• EXTRACTED INFORMATION:
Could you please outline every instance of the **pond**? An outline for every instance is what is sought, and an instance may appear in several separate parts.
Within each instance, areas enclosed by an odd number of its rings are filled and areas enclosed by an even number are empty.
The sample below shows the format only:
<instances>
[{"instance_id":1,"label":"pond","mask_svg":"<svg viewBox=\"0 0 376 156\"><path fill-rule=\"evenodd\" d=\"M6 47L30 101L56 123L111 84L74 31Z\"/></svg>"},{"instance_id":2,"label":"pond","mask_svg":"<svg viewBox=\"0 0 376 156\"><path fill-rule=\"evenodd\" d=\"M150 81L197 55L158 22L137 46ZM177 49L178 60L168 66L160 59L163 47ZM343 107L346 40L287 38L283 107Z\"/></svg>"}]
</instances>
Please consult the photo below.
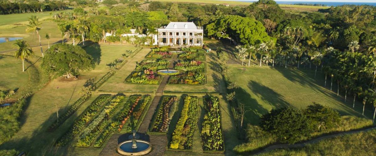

• GIVEN REQUEST:
Render every line of the rows above as a JSON list of strings, one string per line, with blank lines omitted. Leave the picture out of the list.

• THE SOLUTION:
[
  "Could you please outline every instance of the **pond**? An outline for every instance is what is sought, and an instance may appear in several separate parts.",
  "Within each instance, areas enclosed by an odd number of its rings are filled and areas enclosed by an even number are empty.",
  "The sample below shows the format only:",
  "<instances>",
  "[{\"instance_id\":1,\"label\":\"pond\",\"mask_svg\":\"<svg viewBox=\\\"0 0 376 156\\\"><path fill-rule=\\\"evenodd\\\" d=\\\"M6 47L30 101L56 123L111 84L74 31Z\\\"/></svg>\"},{\"instance_id\":2,\"label\":\"pond\",\"mask_svg\":\"<svg viewBox=\\\"0 0 376 156\\\"><path fill-rule=\\\"evenodd\\\" d=\\\"M150 81L197 55L158 22L137 46ZM177 49L178 60L168 66L160 59L163 47ZM343 107L346 40L287 38L283 107Z\\\"/></svg>\"}]",
  "</instances>",
  "Please consult the photo below."
]